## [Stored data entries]
--- START ---

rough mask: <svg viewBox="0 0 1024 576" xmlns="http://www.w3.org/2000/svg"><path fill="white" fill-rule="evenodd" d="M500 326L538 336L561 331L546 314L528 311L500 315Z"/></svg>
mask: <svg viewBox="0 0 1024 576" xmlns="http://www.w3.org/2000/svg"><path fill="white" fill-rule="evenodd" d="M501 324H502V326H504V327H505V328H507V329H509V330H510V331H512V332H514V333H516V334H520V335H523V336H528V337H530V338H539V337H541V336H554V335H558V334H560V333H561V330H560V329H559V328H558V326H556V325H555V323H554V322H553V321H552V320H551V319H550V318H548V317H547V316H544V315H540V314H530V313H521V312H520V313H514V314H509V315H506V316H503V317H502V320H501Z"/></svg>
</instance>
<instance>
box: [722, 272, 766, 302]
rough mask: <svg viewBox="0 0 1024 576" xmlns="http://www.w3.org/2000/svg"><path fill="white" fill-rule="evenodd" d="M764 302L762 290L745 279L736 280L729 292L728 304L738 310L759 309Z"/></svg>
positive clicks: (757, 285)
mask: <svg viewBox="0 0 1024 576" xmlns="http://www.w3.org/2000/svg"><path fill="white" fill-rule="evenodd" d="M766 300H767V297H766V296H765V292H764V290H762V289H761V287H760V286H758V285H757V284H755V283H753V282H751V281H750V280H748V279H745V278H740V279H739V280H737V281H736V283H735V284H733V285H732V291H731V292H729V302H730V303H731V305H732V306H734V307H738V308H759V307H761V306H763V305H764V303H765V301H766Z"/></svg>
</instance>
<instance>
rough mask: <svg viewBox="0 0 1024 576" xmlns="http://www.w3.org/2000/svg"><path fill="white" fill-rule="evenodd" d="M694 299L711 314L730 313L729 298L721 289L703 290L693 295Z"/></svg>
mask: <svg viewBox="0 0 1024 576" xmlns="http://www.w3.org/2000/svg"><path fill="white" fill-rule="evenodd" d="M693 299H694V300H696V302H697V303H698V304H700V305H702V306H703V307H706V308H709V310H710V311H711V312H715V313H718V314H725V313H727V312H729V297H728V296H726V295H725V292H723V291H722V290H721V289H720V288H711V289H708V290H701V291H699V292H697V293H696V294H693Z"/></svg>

--- END ---

## [WHAT IS BEING ASKED]
Report how many lines in the data above contain the string "rough", treating uppercase and lowercase as different. Give only the number.

## [FINAL ANSWER]
3